## What is being asked
All lines from the line containing "yellow band on" up to and including the last line of the listing below should be echoed exactly; no other lines belong in the response.
——
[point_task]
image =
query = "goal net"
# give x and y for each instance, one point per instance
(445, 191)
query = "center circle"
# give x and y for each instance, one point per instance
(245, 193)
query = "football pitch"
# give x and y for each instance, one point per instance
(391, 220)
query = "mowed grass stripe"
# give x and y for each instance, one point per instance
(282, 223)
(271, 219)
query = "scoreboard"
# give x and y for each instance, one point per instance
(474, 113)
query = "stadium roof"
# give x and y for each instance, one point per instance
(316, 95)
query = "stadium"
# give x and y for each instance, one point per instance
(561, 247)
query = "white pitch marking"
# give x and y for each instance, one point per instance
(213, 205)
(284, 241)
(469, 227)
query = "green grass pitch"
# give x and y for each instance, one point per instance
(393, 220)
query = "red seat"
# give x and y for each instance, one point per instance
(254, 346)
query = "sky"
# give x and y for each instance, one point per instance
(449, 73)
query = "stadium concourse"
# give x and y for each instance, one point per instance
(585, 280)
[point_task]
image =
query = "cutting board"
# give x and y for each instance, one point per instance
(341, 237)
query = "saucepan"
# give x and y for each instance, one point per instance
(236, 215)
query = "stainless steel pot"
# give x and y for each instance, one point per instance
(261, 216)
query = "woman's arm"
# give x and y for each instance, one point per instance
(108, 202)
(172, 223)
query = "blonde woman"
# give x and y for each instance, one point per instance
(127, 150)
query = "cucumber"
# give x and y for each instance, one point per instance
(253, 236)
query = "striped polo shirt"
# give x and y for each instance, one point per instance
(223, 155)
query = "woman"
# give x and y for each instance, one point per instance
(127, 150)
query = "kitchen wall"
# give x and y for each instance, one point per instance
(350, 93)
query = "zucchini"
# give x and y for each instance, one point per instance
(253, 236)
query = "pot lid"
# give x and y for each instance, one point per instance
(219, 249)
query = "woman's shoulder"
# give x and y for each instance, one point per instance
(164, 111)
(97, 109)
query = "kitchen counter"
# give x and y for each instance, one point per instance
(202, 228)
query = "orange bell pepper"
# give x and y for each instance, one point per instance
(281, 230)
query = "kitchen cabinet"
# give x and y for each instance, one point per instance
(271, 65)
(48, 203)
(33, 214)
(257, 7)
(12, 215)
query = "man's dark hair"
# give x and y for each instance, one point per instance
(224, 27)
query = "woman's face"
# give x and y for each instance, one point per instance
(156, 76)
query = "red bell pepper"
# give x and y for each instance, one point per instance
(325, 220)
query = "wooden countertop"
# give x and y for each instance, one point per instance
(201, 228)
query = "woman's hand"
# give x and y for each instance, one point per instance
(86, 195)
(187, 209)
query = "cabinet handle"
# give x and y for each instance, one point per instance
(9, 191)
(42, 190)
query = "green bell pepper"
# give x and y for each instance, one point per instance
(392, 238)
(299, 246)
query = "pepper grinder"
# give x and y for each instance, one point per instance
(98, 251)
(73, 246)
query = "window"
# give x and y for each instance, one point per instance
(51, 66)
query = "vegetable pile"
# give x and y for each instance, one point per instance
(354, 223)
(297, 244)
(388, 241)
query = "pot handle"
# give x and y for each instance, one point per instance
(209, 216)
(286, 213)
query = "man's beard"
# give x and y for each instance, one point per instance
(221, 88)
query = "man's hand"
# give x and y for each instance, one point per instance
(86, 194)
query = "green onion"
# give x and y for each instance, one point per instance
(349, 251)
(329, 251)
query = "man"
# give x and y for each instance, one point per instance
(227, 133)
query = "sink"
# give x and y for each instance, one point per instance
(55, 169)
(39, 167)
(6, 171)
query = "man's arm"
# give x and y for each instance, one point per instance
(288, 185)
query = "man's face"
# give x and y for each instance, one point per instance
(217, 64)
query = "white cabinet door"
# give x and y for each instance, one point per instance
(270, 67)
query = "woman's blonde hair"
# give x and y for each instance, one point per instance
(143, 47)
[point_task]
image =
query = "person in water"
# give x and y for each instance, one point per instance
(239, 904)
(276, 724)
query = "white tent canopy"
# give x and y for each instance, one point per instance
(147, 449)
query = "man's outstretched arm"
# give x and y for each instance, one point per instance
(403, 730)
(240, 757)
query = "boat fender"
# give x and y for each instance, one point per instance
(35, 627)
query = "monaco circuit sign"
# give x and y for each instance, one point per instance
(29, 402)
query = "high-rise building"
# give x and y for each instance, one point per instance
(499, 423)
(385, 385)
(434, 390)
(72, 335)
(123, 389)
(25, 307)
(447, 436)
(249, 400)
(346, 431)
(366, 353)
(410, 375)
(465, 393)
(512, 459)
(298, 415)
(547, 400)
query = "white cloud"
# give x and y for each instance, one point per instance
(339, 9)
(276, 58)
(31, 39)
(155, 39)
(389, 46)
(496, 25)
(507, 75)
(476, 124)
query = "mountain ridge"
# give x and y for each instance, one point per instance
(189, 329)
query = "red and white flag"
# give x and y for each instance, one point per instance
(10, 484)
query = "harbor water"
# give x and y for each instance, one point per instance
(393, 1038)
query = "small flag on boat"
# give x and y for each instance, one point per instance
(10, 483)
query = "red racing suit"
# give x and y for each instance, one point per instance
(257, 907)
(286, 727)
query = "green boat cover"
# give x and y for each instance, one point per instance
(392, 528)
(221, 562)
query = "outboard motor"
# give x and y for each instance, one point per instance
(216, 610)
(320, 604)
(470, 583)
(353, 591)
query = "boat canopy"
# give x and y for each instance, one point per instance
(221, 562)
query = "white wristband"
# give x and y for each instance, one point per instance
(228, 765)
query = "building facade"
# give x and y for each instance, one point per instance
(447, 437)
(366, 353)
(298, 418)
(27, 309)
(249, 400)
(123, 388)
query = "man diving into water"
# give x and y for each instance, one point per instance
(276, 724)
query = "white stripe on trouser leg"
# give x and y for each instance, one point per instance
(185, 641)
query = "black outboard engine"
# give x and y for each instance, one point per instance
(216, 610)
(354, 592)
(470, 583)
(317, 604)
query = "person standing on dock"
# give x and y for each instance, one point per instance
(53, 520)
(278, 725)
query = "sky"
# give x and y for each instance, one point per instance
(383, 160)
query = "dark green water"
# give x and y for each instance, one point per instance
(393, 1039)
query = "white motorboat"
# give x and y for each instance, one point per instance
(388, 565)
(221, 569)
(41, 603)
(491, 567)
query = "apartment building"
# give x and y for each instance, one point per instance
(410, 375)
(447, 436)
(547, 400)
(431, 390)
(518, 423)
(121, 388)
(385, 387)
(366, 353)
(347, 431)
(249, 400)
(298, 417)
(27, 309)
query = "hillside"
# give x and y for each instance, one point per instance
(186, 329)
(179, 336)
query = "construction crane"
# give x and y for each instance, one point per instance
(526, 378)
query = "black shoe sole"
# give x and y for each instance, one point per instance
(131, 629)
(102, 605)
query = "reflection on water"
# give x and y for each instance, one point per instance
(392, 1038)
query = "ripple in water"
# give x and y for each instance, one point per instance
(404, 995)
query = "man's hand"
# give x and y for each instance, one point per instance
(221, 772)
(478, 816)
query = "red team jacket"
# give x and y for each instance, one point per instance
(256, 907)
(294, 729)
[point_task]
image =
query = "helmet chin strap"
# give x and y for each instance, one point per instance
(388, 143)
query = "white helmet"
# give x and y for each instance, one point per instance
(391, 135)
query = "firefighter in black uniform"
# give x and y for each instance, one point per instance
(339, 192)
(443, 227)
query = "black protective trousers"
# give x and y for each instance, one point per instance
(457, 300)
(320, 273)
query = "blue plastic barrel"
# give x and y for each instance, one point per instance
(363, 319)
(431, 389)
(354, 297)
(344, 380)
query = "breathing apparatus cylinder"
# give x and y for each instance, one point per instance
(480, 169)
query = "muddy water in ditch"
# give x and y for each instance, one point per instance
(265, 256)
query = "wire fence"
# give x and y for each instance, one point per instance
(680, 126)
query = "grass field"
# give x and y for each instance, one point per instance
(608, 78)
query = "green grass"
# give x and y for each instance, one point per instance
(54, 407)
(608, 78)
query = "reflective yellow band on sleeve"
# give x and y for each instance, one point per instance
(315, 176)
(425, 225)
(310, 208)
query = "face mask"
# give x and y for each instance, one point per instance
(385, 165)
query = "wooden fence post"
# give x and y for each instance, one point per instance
——
## Written solution
query = "reflective yellow band on sleeve"
# give x and y for each instance, one point per instance
(315, 176)
(425, 225)
(310, 208)
query = "face mask"
# give x and y for each instance, one point per instance
(385, 165)
query = "wooden fence post"
# give x and y for each instance, one point per instance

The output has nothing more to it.